Your objective:
Exactly as they appear below, repeat the lines from the one with "Phrase: weathered stone surface" through the one with "[[68, 105], [77, 122]]". Drop every picture.

::::::::::

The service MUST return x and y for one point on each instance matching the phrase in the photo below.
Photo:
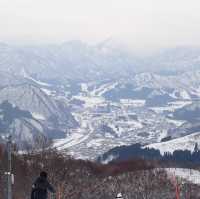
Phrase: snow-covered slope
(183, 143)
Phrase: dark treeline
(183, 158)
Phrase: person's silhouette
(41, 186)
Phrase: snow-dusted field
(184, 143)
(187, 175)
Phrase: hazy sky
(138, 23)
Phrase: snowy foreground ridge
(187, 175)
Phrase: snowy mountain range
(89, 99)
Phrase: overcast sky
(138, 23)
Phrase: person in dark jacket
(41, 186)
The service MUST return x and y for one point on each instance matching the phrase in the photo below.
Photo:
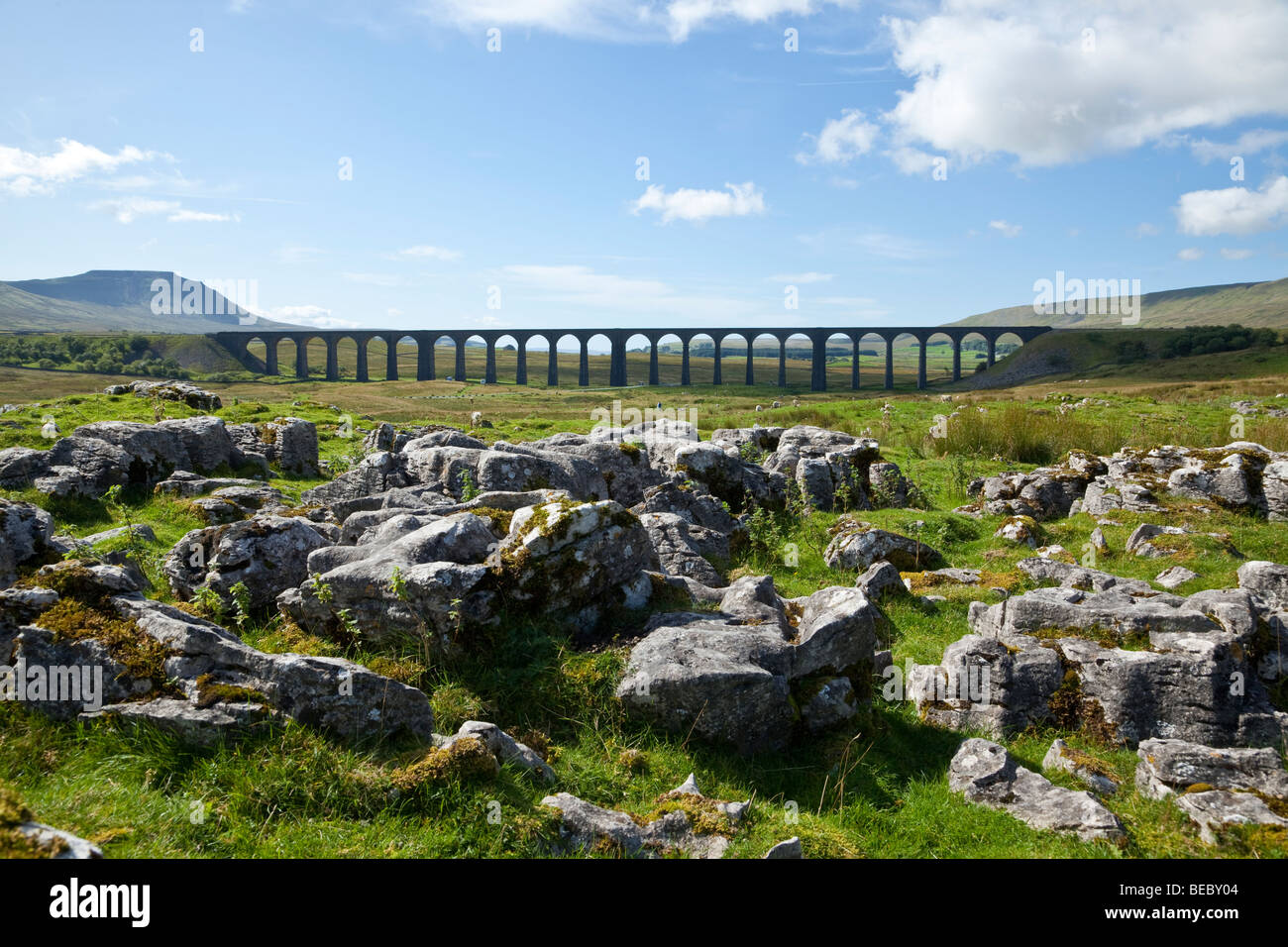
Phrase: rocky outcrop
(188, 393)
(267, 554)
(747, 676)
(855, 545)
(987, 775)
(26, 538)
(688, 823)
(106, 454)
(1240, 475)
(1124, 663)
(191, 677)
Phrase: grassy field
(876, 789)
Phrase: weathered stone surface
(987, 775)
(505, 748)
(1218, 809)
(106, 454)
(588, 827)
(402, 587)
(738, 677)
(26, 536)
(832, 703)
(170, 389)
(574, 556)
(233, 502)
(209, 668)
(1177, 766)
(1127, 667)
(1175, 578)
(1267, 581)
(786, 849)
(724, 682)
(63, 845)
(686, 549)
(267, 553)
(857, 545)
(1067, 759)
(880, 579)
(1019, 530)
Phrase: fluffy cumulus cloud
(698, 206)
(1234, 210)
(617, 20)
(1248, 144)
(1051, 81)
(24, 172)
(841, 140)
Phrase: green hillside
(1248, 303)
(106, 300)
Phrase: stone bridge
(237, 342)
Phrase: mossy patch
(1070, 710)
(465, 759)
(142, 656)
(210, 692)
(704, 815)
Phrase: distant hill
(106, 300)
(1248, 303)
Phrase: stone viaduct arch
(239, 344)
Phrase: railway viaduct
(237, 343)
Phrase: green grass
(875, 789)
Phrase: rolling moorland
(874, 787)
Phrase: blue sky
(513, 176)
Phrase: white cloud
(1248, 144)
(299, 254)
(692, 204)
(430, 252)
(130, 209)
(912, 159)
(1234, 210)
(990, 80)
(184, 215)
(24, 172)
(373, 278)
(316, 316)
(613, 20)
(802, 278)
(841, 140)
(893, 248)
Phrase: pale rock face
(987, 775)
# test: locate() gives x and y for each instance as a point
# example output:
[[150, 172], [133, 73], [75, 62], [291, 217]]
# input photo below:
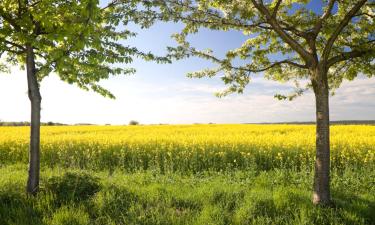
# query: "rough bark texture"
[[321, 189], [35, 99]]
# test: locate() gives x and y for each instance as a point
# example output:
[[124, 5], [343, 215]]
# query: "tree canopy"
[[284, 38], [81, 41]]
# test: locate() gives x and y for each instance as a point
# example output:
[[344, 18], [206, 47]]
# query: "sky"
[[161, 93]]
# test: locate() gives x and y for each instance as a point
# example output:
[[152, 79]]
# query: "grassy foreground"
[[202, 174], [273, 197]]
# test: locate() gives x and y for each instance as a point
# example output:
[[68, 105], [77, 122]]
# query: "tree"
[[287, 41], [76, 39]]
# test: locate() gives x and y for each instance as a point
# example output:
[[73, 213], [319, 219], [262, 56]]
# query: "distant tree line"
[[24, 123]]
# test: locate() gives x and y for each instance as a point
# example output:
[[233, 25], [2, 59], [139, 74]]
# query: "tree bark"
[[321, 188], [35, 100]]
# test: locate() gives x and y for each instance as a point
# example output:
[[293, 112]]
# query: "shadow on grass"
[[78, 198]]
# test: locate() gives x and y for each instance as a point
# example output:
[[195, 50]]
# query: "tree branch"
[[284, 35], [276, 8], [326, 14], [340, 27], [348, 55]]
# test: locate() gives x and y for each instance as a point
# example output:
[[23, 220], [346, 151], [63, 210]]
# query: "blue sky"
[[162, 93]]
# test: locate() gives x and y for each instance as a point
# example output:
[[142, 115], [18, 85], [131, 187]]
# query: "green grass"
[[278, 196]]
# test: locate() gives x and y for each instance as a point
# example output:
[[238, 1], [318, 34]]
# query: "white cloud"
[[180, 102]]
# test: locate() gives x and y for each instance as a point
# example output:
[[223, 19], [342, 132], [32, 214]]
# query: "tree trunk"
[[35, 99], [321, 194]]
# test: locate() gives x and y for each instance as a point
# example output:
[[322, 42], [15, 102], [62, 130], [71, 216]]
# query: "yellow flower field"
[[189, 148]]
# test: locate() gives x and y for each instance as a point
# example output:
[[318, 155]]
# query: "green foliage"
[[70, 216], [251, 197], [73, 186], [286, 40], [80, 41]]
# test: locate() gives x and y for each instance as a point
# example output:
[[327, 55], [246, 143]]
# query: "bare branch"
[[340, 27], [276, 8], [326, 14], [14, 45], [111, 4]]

::::::::::

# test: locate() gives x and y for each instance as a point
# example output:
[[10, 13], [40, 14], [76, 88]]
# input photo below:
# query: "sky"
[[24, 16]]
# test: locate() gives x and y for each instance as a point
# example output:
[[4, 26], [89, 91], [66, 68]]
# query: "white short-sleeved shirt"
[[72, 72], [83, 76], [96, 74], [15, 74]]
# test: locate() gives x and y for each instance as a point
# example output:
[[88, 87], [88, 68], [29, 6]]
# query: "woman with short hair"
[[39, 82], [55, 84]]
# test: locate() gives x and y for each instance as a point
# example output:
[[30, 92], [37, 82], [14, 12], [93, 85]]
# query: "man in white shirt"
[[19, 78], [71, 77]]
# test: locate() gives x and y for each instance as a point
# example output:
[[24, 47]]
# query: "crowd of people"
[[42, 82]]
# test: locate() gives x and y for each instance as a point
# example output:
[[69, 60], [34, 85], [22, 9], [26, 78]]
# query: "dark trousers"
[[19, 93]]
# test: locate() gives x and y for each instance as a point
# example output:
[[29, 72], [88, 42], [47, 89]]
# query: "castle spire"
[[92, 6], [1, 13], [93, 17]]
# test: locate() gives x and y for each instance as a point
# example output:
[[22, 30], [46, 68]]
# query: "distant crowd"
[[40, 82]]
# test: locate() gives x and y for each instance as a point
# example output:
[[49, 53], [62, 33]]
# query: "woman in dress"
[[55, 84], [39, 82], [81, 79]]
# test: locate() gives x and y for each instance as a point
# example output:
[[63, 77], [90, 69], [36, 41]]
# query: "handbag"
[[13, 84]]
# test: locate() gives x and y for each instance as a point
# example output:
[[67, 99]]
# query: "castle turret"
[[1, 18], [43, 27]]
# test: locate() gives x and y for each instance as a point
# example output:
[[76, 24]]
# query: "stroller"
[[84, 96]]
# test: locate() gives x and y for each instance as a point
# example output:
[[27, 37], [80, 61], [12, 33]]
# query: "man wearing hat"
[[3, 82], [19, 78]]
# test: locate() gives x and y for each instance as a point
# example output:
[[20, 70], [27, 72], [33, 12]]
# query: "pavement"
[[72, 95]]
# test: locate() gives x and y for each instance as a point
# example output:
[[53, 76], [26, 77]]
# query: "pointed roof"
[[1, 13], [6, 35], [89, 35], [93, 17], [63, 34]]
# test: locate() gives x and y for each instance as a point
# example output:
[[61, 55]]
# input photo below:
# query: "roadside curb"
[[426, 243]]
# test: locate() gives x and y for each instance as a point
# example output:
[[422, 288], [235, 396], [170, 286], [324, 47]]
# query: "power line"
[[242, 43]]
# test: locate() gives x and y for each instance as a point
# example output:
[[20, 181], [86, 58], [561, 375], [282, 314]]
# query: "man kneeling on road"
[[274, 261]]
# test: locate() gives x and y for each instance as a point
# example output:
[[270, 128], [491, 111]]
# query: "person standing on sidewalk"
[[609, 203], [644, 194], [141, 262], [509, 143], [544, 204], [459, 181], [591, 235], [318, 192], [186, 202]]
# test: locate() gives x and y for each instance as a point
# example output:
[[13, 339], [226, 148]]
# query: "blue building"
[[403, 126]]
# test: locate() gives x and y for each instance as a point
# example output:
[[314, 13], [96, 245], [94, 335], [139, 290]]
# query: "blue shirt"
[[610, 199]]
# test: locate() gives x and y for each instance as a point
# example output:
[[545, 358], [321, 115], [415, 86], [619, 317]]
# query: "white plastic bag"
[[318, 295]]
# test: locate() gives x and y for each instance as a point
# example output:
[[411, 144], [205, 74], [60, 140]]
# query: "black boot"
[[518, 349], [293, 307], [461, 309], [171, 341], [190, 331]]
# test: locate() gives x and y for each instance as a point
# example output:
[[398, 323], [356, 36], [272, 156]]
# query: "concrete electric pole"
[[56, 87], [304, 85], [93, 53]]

::::::::::

Written answer:
Phrase: weathered stone surface
(987, 775)
(505, 748)
(1218, 809)
(106, 454)
(588, 827)
(402, 587)
(738, 677)
(26, 536)
(832, 703)
(170, 389)
(574, 556)
(233, 502)
(209, 668)
(1177, 766)
(1127, 667)
(1175, 578)
(1267, 581)
(786, 849)
(724, 682)
(63, 845)
(686, 549)
(267, 553)
(857, 545)
(1067, 759)
(880, 579)
(1019, 530)
Phrase: fluffy cumulus cloud
(698, 206)
(1234, 210)
(617, 20)
(1248, 144)
(1051, 81)
(24, 172)
(841, 140)
Phrase: green hillside
(1248, 303)
(106, 300)
Phrase: stone bridge
(237, 342)
Phrase: mossy patch
(1070, 710)
(465, 759)
(142, 656)
(210, 692)
(704, 815)
Phrase: distant hill
(106, 300)
(1248, 303)
Phrase: stone viaduct arch
(239, 344)
Phrase: railway viaduct
(237, 343)
Phrase: green grass
(875, 789)
Phrase: rolling moorland
(874, 787)
Phrase: blue sky
(513, 176)
Phrase: white cloud
(1248, 144)
(299, 254)
(692, 204)
(430, 252)
(130, 209)
(912, 159)
(1234, 210)
(990, 80)
(184, 215)
(24, 172)
(373, 278)
(316, 316)
(613, 20)
(802, 278)
(841, 140)
(893, 248)
Phrase: pale rock face
(987, 775)
# test: locate() gives x and y for each instance as a point
# example output:
[[150, 172], [133, 73], [75, 62], [291, 217]]
# input photo below:
# query: "rough bark texture"
[[321, 189], [35, 99]]
# test: locate() gives x and y for each instance as a point
# example output:
[[124, 5], [343, 215]]
# query: "tree canopy"
[[284, 38], [81, 41]]
# test: locate() gives x and y for each instance as a point
# example output:
[[344, 18], [206, 47]]
# query: "sky"
[[161, 93]]
# test: locate() gives x and y for each instance as a point
# example output:
[[152, 79]]
# query: "grassy foreground"
[[202, 174], [273, 197]]
# test: locate() gives x and y for each instance as a point
# example output:
[[68, 105], [77, 122]]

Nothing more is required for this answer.